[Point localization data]
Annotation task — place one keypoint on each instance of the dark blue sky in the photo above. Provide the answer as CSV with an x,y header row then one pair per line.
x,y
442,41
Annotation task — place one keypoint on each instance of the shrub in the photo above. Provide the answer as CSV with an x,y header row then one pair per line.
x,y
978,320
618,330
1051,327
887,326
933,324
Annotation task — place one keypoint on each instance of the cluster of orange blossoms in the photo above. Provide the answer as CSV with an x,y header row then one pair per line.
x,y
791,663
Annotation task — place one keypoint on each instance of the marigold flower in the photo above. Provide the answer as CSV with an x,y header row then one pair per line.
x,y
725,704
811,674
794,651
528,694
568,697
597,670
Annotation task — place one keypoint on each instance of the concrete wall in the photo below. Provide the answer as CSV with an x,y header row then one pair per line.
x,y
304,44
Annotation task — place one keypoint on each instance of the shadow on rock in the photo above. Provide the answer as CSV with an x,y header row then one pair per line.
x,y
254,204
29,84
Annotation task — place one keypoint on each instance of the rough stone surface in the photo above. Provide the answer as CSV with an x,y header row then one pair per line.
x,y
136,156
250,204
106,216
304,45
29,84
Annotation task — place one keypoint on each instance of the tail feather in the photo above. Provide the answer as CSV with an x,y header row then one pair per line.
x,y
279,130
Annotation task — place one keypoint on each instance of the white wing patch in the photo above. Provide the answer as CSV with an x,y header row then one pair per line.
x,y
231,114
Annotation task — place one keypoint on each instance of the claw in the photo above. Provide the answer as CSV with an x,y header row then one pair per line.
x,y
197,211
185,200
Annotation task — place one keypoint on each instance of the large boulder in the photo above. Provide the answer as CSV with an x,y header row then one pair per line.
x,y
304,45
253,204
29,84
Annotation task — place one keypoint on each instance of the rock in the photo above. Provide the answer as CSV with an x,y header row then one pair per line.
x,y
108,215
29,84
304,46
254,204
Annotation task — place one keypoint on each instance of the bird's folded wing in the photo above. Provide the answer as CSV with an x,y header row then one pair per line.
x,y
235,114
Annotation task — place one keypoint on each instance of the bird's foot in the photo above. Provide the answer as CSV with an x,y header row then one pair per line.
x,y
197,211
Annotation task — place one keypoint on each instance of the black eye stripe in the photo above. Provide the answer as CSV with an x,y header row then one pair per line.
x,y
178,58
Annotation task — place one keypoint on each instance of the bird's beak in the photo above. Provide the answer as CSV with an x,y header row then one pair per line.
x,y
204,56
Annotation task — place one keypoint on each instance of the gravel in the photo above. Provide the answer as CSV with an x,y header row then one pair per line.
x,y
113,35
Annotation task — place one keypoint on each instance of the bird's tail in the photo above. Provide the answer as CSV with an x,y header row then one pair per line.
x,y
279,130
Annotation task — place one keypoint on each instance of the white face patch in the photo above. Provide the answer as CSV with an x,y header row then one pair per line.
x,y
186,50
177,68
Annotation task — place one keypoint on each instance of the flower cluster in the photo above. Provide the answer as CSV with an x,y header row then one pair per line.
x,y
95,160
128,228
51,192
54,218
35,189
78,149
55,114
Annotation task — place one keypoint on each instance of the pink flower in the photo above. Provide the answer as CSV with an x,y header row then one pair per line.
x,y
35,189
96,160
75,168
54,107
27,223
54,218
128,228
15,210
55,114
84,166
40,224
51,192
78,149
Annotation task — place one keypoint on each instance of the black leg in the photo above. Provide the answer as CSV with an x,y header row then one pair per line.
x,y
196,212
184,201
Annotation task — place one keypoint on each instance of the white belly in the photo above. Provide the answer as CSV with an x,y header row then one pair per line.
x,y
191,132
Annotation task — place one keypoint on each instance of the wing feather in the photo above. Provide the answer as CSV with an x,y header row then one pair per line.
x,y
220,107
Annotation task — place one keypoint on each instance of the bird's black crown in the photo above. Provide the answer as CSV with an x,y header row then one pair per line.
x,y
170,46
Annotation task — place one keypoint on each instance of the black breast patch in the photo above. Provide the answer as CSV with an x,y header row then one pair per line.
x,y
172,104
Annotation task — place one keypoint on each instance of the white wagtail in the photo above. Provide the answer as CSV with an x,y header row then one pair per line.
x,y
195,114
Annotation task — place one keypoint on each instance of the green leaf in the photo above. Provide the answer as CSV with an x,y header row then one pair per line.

**Task item**
Every record is to be repeated exactly as written.

**Answer area**
Annotation task — place one keypoint on each instance of the dark blue sky in the photo above. Provide the answer as CSV with an x,y header row then one pair per line.
x,y
442,41
Annotation task — place one keypoint on each instance of the shrub in the photo above. Provide the answer as CSV with an x,y header row then one pair per line.
x,y
978,320
618,330
1051,327
887,326
933,324
Annotation task — place one keypoint on each instance of the cluster of orange blossoms in the photo above. Provide the answer as CSV with an x,y header row then one pair per line.
x,y
791,663
Annotation task — place one keypoint on each instance of the marigold flower in the photo above. Provide the answer as CSV with an x,y header row then one pair per line.
x,y
725,704
811,674
794,651
528,694
568,697
597,670
Annotation task — place one keypoint on each instance of the concrete wall in the photo below. Provide the answer as CSV with an x,y header row then one pair per line.
x,y
304,44
Annotation task — place one keypoint on each instance of the shadow on rock in the photo above. Provide the answer as CSV with an x,y header row then one pair per line.
x,y
254,204
29,84
Annotation task — place one keypoint on each instance of the rough stone surface in the photo above. Provide the answer as CSV with an x,y header row then one pair per line.
x,y
136,156
250,204
106,216
304,45
29,84
Annotation task — place one keypoint on each instance of the tail feather in the photo above. Provide the answer as CSV with an x,y header row then one pair per line.
x,y
279,130
Annotation task — place one keypoint on each instance of the white wing patch in the photo above. Provide the answer as CSV with an x,y header row then one pair per line.
x,y
231,114
Annotation task — place one keypoint on each instance of the claw in the photo above. Provide the answer as CSV with an x,y header row then one pair per line.
x,y
197,211
185,200
Annotation task — place one keypoint on each instance of the large boulder in the photo above. Provide the answer as CSV with an x,y header row then one pair per line.
x,y
304,45
253,204
29,84
Annotation task — place one keypoint on each instance of the rock in the photo above. Provide the answer as CSV with an x,y header row then one pair per line.
x,y
108,215
29,84
304,46
254,204
Annotation task — place one keypoint on each instance of the bird's folded wing in the photo above. Provide the answer as CSV with an x,y header row then one pair per line.
x,y
235,114
Annotation task — place one keypoint on each instance of the bird's foot in the photo above. Provide the answer as CSV with an x,y header row then one pair per line.
x,y
197,211
Annotation task — place one keypoint on each instance of the black eye stripe in the photo above. Provide the answer as CSV with an x,y header row then one pair per line.
x,y
178,58
Annotation task — place one keypoint on each instance of the bird's beak in the photo above. Provide the answer as CSV with an x,y header row then one pair per line.
x,y
204,56
Annotation task — place one keypoint on each instance of the gravel in the photo above. Provide the answer as CSV with an x,y header row then one pair per line.
x,y
113,35
Annotation task — place one keypoint on each instance of the bird's tail in the photo above. Provide the answer as CSV with an x,y header row then one pair per line.
x,y
279,130
Annotation task — place one keypoint on each instance of the white face patch in the photo above. Provide the answer as CSV with an x,y header row then one pair per line.
x,y
186,50
177,68
Annotation task — place one keypoint on each instance of the flower cluster in the photo above. Provide the answer as CSV with an x,y header row then one pair per line.
x,y
95,160
128,228
51,192
54,218
35,189
78,149
55,114
Annotation task — place one keypoint on each instance of the pink flower in the photo above. Provide the answer as CSV with an x,y header row then one pair per line.
x,y
35,189
96,160
75,168
54,107
27,223
54,218
128,228
15,210
55,114
84,166
40,224
51,192
78,149
Annotation task — place one keypoint on each instance of the black leg in the photo above. Provide the answer as CSV with an x,y header row then one pair per line.
x,y
196,212
184,201
Annotation task — place one keypoint on each instance of the white belly in the photo above. Provide the answer as CSV with an x,y header row then one pair per line.
x,y
191,132
Annotation task — place one keypoint on each instance of the wing feather in the photo above. Provide the answer as CSV with an x,y header row then one pair per line.
x,y
220,107
Annotation task — place one keypoint on each instance of the bird's black crown in the photo above. Provide the answer as CSV with an x,y header row then one pair per line.
x,y
170,46
Annotation task — place one keypoint on each instance of the black breast patch in the photo above. Provide the answer as CSV with an x,y header row then one pair per line.
x,y
172,104
Annotation task — place one keypoint on each instance of the white wagtail in the photo above. Provide the answer as CSV with an x,y header row then one pair per line.
x,y
195,114
Annotation task — place one keypoint on each instance of the green leaf in the photo above. Provide the answer as CSV with an x,y header row then one pair per line.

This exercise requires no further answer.